### Instruction:
Transcribe the whole listing below without changing a word, but leave out every image.

### Supplied data:
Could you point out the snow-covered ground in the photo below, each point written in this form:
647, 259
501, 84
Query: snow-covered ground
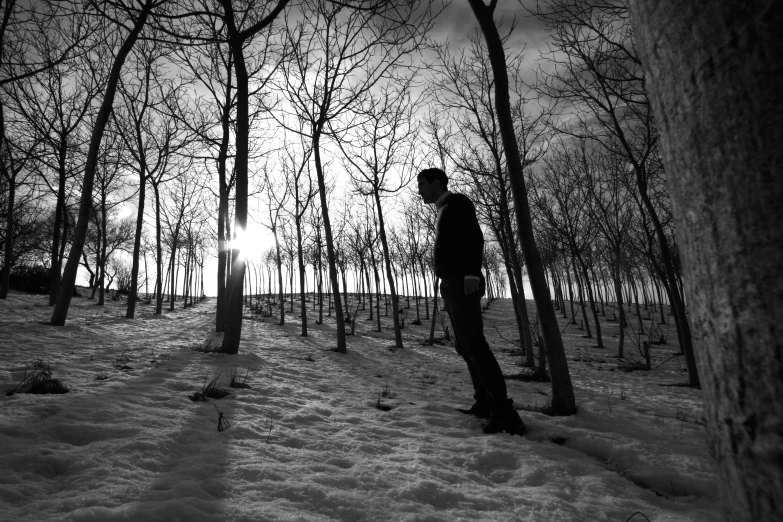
307, 442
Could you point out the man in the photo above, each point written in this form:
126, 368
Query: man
459, 247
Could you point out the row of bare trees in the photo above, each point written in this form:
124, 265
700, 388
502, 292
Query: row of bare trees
101, 101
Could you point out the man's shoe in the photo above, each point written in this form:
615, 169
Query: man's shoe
505, 421
479, 409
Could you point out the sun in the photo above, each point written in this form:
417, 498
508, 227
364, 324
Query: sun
247, 245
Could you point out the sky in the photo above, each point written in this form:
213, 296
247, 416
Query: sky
453, 25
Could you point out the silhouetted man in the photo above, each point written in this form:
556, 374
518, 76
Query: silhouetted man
459, 247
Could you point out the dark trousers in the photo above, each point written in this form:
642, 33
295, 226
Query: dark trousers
465, 313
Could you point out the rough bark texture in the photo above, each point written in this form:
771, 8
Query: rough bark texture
714, 73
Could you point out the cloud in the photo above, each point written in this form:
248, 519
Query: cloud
457, 22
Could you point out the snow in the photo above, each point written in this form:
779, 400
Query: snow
134, 447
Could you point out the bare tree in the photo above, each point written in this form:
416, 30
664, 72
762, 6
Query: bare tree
563, 400
135, 19
340, 51
377, 148
295, 162
713, 73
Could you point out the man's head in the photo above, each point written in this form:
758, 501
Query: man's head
432, 184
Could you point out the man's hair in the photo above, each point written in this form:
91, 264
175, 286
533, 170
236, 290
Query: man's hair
435, 174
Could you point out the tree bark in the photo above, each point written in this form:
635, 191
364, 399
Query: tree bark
714, 73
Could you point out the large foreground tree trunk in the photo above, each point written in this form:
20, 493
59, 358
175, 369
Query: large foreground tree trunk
563, 400
714, 75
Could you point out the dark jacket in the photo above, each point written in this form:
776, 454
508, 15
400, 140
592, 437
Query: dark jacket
459, 243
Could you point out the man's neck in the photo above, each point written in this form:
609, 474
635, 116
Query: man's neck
439, 201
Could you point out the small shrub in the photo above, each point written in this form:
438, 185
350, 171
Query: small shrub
223, 424
209, 391
382, 407
234, 383
39, 382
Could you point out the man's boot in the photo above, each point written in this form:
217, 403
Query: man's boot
479, 409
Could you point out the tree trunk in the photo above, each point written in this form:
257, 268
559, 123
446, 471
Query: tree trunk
54, 275
563, 400
338, 303
9, 229
300, 259
713, 71
389, 275
132, 292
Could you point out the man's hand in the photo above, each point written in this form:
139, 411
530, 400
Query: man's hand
471, 285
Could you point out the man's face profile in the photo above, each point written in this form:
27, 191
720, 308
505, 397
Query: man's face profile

### Final answer:
Could you point out the snow-covered ground in the photo below, each point written in this form:
647, 259
501, 84
Query: snow-covered ground
307, 442
Could you point out the man in the photo above, each point written in this form:
126, 368
Query: man
459, 247
Could you point out the row of bare trees in the photo above, each point written in this form:
124, 265
700, 388
502, 292
Query: row of bare trees
101, 101
Could you point out the man's shoe in the photo above, each point written in this form:
615, 169
Query: man's shoe
505, 421
479, 409
Could you point out the sun in the photo above, each point written in this form:
417, 498
508, 227
364, 324
Query: sun
247, 245
Could you point out the sky in the photo above, each point written in this form:
213, 296
247, 416
Query: sky
453, 25
Could you point out the silhouetted man in the photo above, each point written in this form:
556, 374
518, 76
Query: silhouetted man
459, 247
Could you point out the dark trousers in the photo above, each point written in this form:
642, 33
295, 226
Query: dark trousers
465, 313
Could you point out the rough bark texture in the photo above, each point written in this form:
771, 8
Query: rough bark texture
714, 73
Could you point out the cloud in the photo above, each point written in this form:
248, 519
Query: cloud
457, 22
Could you point out the snow in the photo above, each point written in this form:
779, 400
Query: snow
134, 447
Could you point out the bare tree in the photo above, each point written in this form:
416, 30
664, 72
762, 6
Query: bare tree
563, 400
135, 19
340, 51
377, 148
295, 162
713, 73
Could you point out the man's head in the photo above, each point written in this form:
758, 501
Query: man's head
432, 184
Could you point out the man's hair in the photo above, each point written in this form:
91, 264
175, 286
533, 170
236, 290
Query: man's hair
435, 174
Could you point out the tree bark in the photo above, each point written in this form:
635, 191
364, 399
Query: tree bark
714, 73
Could you point out the large foreground tree trunk in the photo above, each point written in this form:
20, 493
59, 358
175, 369
Query: large foreground tree trunk
563, 400
714, 75
Could you point out the dark jacket in the photo above, each point written in this form:
776, 454
508, 15
400, 140
592, 437
Query: dark jacket
459, 243
Could you point out the man's neck in the photo above, each point written in this form:
609, 474
635, 116
Query: man's neck
439, 201
Could you point out the small shrub in the photo above, each point written in this form:
438, 185
350, 171
Query: small shrub
223, 424
209, 391
382, 407
234, 383
39, 382
Could you point out the man's boot in the photo above, each point written in this form:
217, 403
Query: man's boot
479, 409
Could you point out the tree trunk in the photo above, each point written in this form:
257, 268
559, 123
446, 471
Query: tree trunk
54, 275
563, 400
338, 303
9, 229
300, 259
713, 71
389, 275
132, 292
Could you point out the man's hand in the photo above, each point written in this form:
139, 411
530, 400
Query: man's hand
471, 285
Could you point out the man's face profile in the photo above, each point written in this form:
27, 191
720, 308
505, 397
Query: man's face profile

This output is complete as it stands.